* **TASK TO CARRY OUT**
Reproduce everything in the blog entries from "Y ; Friday, March" down to "time u post......>.", keeping the original wording and spelling.

* **EXCERPT TO READ**
•••••
Y ; Friday, March 31, 2006.

OMG chuinz~!! I didn expect ur situation to be dat bad in australia...>.<...did u talk about this wif ur family? if they know about it...surely they would do something to make things better..u can't go on like this u know...who knows how much longer u nid 2 stay there..>.<...and one more thing...they juz can't treat u like u're their maid or someting....for goodness's sake!! i can't blieve it..>.<...plz tell me u're doing MUCH MUCH better the next time u post......>.
sowee 4 not posting lately...its juz...a lot happened lately..and i dunno how 2 put all of them into words...mhm...i made everything clear by asking "where are we now? where do i stand in ur heart?" wow..it takes a lot out of mi 2 send him that particular msg u know...and...expected...i dun get d answer that i hoped for...but i was realli shocked....that i haven cried after he replied...it was....a miracle...but mayb i've made myself emotionally prepared 4 all of this...since d majority of my close friends around mi are having major relationship and emotion problems...aihx...is this how life works? how everyone shud go through all of this shit 2 grow up? mhm..but now i guess everything is back 2 normal...no more messages 2 him...and i will live my carefree live...going crazy with friends everyday....enjoy my last yr in secondary school...

yeah...as long as i have real friends with mi...*like u guyz..=P*...nothing else matters..

LoVe,
-Chienz-



YYY
BLACKISH ;
9:26 PM




Y ; Thursday, March 30, 2006.

sorry guys.. i've been so depressed lately that i don't even want to step out of my room.. which has practically nuthin in it.. i juz stay in my room, lie on d bed, look at the cieling and cry.. mebbe its pms.. i dunno.. but i'm starting to hate my uncle and his girlfriend.. first , it is bcus they have sex all the time and i can hear it.. gross i noe.. second, my uncle is so bossy.. he just makes me cook and wash the plates all the time.. third, i cut up my finger really badly yesterday and i thought i might bleed to death.. ran around the house to find a stpd plaster with my finger in a tissue paper but couldn't find any.. so i juz let it bleed over the sink.. i tried asking my uncle's gurlfren but she like ignored me when i call her in the room.. shit!!! i am hating ppl.. i miss home so much.. by the way, steph, if u r swimming here, i don mind.. cus i'm going to swim back wif u.. hope u guys are a million times better then me.. i'm going back to cook dinner.. bye..
•••••
* **ENTRIES PROVIDED**
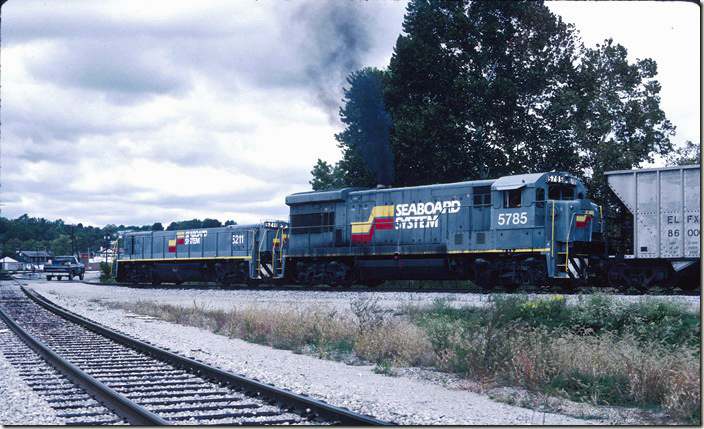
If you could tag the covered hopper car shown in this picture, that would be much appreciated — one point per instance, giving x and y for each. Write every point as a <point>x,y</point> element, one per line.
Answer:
<point>665,204</point>
<point>231,254</point>
<point>530,228</point>
<point>509,231</point>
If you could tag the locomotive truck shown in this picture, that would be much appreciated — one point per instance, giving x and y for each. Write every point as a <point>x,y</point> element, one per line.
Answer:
<point>524,229</point>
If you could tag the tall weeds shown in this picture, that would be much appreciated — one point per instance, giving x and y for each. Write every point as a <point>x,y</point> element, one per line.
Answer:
<point>597,350</point>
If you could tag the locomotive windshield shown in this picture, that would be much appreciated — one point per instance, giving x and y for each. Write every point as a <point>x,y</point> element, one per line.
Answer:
<point>561,192</point>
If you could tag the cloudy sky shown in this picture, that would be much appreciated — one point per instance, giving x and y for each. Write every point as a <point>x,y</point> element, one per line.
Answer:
<point>134,112</point>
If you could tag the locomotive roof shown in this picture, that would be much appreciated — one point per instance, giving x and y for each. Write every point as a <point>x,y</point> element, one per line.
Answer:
<point>515,182</point>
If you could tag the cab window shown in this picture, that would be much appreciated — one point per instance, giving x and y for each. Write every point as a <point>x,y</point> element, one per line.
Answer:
<point>512,198</point>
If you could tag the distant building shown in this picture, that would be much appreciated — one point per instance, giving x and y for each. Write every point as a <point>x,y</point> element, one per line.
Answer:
<point>33,257</point>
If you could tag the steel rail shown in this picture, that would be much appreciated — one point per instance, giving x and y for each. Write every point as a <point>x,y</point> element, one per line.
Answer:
<point>299,404</point>
<point>112,400</point>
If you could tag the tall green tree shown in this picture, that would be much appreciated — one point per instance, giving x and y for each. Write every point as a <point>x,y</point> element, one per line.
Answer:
<point>468,84</point>
<point>367,158</point>
<point>480,89</point>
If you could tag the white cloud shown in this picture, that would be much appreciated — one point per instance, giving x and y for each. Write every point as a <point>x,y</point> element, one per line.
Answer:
<point>133,112</point>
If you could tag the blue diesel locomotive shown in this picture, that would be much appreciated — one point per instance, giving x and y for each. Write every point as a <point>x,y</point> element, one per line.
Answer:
<point>510,231</point>
<point>530,228</point>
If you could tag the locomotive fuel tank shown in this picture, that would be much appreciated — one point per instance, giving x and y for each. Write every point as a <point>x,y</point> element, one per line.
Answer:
<point>231,254</point>
<point>503,230</point>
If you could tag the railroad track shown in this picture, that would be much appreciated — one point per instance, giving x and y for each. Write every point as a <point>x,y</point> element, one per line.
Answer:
<point>96,375</point>
<point>523,289</point>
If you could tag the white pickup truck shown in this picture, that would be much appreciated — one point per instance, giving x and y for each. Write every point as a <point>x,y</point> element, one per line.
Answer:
<point>64,266</point>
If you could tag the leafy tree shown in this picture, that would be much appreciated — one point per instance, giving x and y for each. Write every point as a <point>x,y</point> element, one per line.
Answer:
<point>61,246</point>
<point>617,123</point>
<point>480,89</point>
<point>326,176</point>
<point>367,158</point>
<point>467,84</point>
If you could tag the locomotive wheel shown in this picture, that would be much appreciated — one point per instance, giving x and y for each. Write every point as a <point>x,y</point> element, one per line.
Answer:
<point>156,280</point>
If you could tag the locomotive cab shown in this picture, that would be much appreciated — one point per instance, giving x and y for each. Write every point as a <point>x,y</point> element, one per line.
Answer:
<point>547,213</point>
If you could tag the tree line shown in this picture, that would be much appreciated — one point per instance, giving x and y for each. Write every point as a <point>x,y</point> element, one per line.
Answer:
<point>60,238</point>
<point>484,89</point>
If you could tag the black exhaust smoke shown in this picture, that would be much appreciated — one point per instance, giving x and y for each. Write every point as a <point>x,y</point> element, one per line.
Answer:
<point>369,124</point>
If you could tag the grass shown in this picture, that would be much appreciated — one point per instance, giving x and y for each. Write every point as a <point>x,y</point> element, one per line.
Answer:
<point>597,350</point>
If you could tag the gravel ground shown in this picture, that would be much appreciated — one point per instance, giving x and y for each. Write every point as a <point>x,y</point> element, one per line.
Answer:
<point>412,398</point>
<point>20,405</point>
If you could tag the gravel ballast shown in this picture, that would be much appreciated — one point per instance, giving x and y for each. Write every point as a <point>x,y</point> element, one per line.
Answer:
<point>416,397</point>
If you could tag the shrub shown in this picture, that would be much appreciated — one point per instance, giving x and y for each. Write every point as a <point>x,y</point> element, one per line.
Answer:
<point>105,272</point>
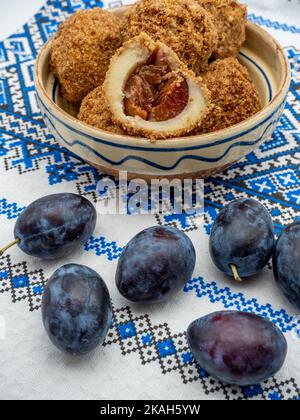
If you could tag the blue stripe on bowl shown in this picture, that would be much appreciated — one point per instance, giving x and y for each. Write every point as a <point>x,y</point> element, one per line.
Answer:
<point>154,164</point>
<point>262,72</point>
<point>158,149</point>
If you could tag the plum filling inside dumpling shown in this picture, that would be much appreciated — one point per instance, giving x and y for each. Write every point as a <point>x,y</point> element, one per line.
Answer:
<point>151,93</point>
<point>154,92</point>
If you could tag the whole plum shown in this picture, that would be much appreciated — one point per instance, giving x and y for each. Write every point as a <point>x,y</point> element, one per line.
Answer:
<point>76,309</point>
<point>155,264</point>
<point>236,347</point>
<point>286,263</point>
<point>242,238</point>
<point>55,226</point>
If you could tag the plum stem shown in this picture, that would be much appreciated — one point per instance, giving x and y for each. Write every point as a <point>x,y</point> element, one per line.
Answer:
<point>235,273</point>
<point>15,242</point>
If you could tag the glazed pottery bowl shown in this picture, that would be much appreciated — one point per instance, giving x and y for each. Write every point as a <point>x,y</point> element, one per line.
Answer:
<point>185,157</point>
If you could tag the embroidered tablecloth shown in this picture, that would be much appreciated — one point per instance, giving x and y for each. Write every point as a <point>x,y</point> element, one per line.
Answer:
<point>145,354</point>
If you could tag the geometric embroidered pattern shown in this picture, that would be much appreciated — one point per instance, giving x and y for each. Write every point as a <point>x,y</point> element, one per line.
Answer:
<point>270,173</point>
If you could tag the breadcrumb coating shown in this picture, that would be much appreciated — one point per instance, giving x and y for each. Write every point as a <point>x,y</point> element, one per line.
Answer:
<point>142,53</point>
<point>81,51</point>
<point>182,25</point>
<point>230,19</point>
<point>95,112</point>
<point>234,96</point>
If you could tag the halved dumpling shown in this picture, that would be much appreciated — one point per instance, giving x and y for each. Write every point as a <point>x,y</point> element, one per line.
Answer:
<point>151,93</point>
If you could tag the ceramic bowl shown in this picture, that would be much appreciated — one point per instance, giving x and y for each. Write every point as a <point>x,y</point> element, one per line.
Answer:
<point>185,157</point>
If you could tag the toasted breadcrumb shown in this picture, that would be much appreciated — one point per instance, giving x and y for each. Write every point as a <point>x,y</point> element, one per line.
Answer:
<point>234,96</point>
<point>229,18</point>
<point>95,112</point>
<point>137,51</point>
<point>182,25</point>
<point>81,51</point>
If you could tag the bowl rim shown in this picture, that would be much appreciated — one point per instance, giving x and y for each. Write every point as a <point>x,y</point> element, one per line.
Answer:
<point>231,132</point>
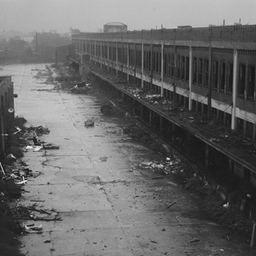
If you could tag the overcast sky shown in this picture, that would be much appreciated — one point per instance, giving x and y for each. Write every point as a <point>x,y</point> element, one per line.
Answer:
<point>91,15</point>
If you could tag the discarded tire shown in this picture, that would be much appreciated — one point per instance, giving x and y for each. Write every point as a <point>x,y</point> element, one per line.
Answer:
<point>106,110</point>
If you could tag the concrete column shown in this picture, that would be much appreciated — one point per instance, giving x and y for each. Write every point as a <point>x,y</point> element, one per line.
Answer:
<point>162,69</point>
<point>128,63</point>
<point>142,65</point>
<point>151,68</point>
<point>95,53</point>
<point>101,56</point>
<point>117,59</point>
<point>150,117</point>
<point>190,78</point>
<point>254,132</point>
<point>207,150</point>
<point>161,124</point>
<point>175,74</point>
<point>108,55</point>
<point>173,132</point>
<point>235,84</point>
<point>209,111</point>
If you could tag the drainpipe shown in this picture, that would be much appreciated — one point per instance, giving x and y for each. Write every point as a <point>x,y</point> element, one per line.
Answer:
<point>209,110</point>
<point>190,78</point>
<point>235,84</point>
<point>101,50</point>
<point>162,69</point>
<point>127,68</point>
<point>142,64</point>
<point>108,55</point>
<point>117,58</point>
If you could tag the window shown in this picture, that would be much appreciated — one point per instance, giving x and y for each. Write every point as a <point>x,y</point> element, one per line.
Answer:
<point>200,71</point>
<point>206,72</point>
<point>178,66</point>
<point>172,65</point>
<point>222,76</point>
<point>187,69</point>
<point>215,75</point>
<point>230,78</point>
<point>251,82</point>
<point>195,68</point>
<point>241,80</point>
<point>182,76</point>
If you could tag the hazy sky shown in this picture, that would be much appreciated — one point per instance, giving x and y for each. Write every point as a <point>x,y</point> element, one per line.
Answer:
<point>91,15</point>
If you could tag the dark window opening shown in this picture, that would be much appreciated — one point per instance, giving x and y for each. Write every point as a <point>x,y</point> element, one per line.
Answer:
<point>251,82</point>
<point>241,85</point>
<point>200,71</point>
<point>206,72</point>
<point>215,75</point>
<point>222,76</point>
<point>187,69</point>
<point>230,78</point>
<point>182,68</point>
<point>194,70</point>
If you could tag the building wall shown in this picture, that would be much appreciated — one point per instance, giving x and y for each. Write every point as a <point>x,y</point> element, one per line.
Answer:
<point>213,66</point>
<point>62,53</point>
<point>108,28</point>
<point>6,105</point>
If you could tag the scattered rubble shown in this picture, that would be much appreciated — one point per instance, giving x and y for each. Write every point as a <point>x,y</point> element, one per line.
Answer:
<point>89,122</point>
<point>82,88</point>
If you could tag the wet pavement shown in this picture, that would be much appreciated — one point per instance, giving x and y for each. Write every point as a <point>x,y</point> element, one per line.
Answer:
<point>108,205</point>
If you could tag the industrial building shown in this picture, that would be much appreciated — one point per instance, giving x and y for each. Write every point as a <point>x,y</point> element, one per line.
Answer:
<point>208,72</point>
<point>7,110</point>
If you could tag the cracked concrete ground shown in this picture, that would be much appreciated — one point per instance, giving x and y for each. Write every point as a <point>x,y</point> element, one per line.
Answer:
<point>107,204</point>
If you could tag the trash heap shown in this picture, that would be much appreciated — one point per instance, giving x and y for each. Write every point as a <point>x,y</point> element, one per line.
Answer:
<point>14,175</point>
<point>221,209</point>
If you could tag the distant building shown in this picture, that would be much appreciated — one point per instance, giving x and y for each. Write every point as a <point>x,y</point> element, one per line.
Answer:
<point>113,27</point>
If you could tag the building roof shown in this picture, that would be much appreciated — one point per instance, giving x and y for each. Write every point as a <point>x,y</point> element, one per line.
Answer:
<point>115,24</point>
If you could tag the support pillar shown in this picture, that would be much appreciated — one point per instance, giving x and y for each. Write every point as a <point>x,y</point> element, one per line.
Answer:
<point>207,151</point>
<point>235,84</point>
<point>142,65</point>
<point>128,63</point>
<point>101,56</point>
<point>209,110</point>
<point>190,79</point>
<point>162,69</point>
<point>117,59</point>
<point>108,54</point>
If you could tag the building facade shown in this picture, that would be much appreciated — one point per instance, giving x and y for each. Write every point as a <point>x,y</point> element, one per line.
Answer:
<point>7,110</point>
<point>210,70</point>
<point>114,27</point>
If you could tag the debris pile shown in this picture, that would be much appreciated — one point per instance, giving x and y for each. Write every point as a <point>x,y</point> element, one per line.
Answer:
<point>81,88</point>
<point>34,212</point>
<point>166,166</point>
<point>14,174</point>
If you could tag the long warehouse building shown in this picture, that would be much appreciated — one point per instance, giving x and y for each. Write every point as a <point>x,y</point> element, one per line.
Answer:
<point>210,71</point>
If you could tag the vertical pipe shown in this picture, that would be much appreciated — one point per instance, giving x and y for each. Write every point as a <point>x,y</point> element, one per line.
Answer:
<point>142,64</point>
<point>101,53</point>
<point>190,78</point>
<point>128,63</point>
<point>162,69</point>
<point>108,54</point>
<point>175,74</point>
<point>209,110</point>
<point>234,96</point>
<point>206,155</point>
<point>253,233</point>
<point>117,59</point>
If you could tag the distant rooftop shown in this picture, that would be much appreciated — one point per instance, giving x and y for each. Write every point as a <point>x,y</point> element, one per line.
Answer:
<point>115,24</point>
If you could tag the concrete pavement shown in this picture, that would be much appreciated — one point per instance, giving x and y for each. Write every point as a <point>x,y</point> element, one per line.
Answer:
<point>108,205</point>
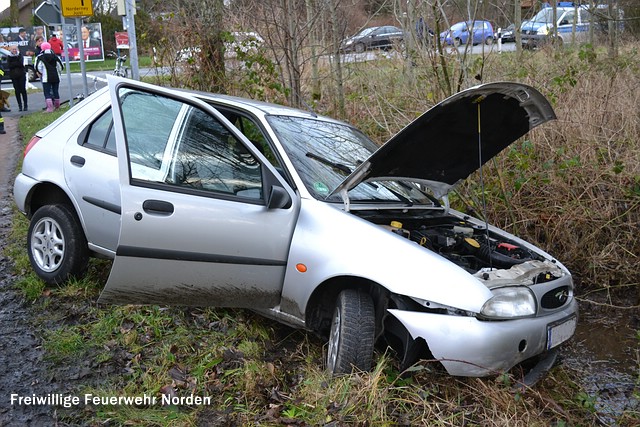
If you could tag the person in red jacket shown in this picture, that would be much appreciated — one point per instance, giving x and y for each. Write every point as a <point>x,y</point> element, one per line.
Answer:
<point>56,44</point>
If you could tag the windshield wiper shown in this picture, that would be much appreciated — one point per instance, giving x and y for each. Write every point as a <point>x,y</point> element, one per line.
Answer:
<point>338,166</point>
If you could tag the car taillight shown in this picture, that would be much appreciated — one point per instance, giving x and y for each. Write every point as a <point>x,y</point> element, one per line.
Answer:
<point>31,143</point>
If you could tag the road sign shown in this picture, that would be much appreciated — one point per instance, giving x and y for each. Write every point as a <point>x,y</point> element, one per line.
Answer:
<point>48,13</point>
<point>76,8</point>
<point>122,40</point>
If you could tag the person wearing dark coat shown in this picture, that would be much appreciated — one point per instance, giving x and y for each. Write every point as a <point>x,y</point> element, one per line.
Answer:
<point>49,67</point>
<point>18,75</point>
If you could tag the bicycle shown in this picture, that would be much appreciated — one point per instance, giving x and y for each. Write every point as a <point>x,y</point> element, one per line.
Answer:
<point>120,70</point>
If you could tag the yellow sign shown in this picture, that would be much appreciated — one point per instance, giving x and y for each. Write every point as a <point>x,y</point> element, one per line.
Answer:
<point>76,8</point>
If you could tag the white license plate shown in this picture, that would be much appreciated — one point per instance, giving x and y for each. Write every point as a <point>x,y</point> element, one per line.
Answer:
<point>559,332</point>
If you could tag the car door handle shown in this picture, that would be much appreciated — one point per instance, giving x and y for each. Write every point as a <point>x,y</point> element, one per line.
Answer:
<point>77,160</point>
<point>157,207</point>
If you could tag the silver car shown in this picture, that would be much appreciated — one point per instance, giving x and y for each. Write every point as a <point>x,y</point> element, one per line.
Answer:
<point>205,199</point>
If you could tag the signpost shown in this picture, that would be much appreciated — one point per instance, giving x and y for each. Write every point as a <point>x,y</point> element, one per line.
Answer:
<point>76,8</point>
<point>122,40</point>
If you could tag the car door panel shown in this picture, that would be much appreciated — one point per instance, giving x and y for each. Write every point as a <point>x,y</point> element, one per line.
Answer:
<point>188,235</point>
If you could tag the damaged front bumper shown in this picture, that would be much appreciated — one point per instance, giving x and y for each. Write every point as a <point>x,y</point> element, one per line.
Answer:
<point>466,346</point>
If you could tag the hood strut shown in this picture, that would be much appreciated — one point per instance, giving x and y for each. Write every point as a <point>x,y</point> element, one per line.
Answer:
<point>478,101</point>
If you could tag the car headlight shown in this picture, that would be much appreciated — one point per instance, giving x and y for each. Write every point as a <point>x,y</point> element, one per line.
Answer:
<point>509,303</point>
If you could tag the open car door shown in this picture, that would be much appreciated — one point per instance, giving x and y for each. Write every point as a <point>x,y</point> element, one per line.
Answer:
<point>206,220</point>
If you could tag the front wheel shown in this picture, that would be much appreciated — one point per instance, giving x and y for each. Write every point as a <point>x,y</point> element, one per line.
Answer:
<point>56,243</point>
<point>352,335</point>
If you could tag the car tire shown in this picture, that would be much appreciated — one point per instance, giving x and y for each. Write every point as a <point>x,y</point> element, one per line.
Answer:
<point>352,336</point>
<point>57,245</point>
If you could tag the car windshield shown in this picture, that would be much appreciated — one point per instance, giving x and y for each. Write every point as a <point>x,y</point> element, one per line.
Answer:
<point>545,16</point>
<point>325,153</point>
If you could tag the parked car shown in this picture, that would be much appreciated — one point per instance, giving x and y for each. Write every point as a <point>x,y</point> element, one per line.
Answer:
<point>32,76</point>
<point>507,35</point>
<point>572,24</point>
<point>204,199</point>
<point>385,37</point>
<point>473,32</point>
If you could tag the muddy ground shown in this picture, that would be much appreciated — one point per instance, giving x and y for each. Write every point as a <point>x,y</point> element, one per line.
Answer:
<point>604,351</point>
<point>22,369</point>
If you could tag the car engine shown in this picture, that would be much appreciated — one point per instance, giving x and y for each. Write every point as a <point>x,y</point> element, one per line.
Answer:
<point>474,248</point>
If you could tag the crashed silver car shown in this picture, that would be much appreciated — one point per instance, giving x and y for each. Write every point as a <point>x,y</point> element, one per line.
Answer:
<point>205,199</point>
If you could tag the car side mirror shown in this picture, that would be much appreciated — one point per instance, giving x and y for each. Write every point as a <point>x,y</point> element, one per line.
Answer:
<point>278,198</point>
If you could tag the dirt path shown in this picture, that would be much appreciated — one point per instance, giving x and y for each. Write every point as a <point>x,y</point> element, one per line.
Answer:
<point>22,369</point>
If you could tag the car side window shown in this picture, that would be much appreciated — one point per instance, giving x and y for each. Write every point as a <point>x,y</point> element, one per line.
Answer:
<point>174,143</point>
<point>100,134</point>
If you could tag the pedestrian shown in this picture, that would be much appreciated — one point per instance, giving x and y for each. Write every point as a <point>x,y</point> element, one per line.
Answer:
<point>56,44</point>
<point>18,74</point>
<point>49,67</point>
<point>39,40</point>
<point>2,131</point>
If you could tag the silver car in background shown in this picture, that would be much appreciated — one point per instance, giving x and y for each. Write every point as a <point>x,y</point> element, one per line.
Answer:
<point>205,199</point>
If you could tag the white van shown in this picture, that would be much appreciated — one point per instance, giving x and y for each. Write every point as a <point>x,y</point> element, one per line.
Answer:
<point>573,23</point>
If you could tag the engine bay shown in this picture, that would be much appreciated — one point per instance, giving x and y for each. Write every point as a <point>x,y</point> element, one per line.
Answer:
<point>471,246</point>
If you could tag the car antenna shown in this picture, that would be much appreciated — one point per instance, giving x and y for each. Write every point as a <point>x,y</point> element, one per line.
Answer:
<point>301,99</point>
<point>478,101</point>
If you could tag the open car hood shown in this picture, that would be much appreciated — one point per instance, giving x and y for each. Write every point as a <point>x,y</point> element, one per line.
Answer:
<point>441,147</point>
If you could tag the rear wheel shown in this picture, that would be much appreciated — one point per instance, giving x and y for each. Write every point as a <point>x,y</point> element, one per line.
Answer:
<point>56,243</point>
<point>351,340</point>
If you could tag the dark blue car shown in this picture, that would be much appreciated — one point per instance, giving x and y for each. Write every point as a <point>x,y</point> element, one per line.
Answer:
<point>468,32</point>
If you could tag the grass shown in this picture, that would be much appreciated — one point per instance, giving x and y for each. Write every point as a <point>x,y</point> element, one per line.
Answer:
<point>262,373</point>
<point>109,64</point>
•••••
* **RESPONSE**
Y ; Friday, March 31, 2006.

OMG chuinz~!! I didn expect ur situation to be dat bad in australia...>.<...did u talk about this wif ur family? if they know about it...surely they would do something to make things better..u can't go on like this u know...who knows how much longer u nid 2 stay there..>.<...and one more thing...they juz can't treat u like u're their maid or someting....for goodness's sake!! i can't blieve it..>.<...plz tell me u're doing MUCH MUCH better the next time u post......>.